▸ **GOAL**
Copy every line from the items below that contains the word "blue". Case counts, so only match lines where the capital and lowercase letters are the same.

▸ **ENTRIES SUPPLIED**
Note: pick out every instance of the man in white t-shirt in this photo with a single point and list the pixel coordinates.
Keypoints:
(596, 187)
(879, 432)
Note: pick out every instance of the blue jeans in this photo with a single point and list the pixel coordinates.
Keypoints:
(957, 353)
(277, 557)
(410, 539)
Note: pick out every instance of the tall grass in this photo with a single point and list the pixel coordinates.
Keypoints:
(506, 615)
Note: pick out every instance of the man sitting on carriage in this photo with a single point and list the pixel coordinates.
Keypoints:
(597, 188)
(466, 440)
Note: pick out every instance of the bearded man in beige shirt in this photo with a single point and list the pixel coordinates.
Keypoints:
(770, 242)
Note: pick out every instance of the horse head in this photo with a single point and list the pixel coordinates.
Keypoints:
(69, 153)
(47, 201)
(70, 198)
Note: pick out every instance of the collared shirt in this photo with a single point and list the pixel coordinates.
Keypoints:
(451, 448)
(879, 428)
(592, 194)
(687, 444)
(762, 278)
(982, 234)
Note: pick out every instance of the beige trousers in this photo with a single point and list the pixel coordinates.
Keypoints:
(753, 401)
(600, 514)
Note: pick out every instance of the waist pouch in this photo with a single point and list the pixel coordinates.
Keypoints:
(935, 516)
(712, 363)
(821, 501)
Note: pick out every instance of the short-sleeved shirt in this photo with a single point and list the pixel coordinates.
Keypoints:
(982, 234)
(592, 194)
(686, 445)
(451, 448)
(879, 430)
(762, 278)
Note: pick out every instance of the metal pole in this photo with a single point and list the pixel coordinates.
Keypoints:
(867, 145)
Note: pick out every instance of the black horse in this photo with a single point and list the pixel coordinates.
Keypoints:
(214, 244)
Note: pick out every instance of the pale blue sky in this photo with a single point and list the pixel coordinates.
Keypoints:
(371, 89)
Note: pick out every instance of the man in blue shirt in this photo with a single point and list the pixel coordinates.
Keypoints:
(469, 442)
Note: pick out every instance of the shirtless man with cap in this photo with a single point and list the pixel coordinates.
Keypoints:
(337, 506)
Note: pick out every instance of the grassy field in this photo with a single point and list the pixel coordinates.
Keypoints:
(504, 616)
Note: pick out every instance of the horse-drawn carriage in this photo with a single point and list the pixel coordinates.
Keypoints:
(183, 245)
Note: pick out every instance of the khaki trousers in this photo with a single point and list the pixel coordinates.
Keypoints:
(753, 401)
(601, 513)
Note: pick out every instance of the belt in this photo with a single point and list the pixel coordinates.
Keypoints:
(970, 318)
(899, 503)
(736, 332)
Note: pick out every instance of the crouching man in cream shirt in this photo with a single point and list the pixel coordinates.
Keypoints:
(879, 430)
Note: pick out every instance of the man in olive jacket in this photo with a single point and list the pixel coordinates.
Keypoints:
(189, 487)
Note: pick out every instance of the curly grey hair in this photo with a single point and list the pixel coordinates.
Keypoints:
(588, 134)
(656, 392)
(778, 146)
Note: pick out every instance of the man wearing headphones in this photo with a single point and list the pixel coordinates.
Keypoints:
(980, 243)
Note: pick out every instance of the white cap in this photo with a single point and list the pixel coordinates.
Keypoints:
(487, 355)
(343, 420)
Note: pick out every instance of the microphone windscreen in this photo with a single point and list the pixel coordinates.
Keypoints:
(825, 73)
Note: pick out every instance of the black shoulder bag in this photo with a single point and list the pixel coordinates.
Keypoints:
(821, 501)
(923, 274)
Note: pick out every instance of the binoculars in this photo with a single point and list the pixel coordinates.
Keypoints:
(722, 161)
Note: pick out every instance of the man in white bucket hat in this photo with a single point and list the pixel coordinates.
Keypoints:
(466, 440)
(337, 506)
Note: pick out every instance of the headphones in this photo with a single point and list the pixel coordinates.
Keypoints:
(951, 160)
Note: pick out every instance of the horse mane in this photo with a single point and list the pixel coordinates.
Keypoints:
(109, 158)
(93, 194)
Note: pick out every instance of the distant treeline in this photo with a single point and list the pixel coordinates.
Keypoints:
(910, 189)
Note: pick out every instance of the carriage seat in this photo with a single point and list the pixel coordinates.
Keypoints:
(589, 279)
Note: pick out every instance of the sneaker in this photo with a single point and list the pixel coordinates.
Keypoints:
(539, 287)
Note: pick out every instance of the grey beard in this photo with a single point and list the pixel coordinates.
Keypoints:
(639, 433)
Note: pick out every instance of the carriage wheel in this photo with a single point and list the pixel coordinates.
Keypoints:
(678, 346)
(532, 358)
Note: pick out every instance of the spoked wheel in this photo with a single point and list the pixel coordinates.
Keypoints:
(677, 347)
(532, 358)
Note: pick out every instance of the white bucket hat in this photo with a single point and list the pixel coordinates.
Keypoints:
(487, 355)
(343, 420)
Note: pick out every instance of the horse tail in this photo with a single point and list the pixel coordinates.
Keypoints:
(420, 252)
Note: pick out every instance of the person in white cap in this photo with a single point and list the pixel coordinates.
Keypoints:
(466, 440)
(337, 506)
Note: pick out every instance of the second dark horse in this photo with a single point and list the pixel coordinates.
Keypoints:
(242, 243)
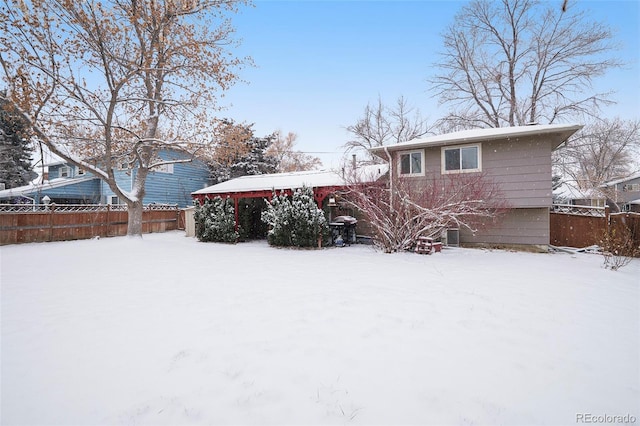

▸ **THE COMPLETED TASK**
Note: pick out every instance of the blue jeans in this photo with a single point and list the pixel coordinates.
Note: pick out every instance of the pale blue sky in this photo with a single point and list the pixel coordinates.
Note: pick out every instance of the man in blue shirt in this photo with a single point and list the pixel coordinates.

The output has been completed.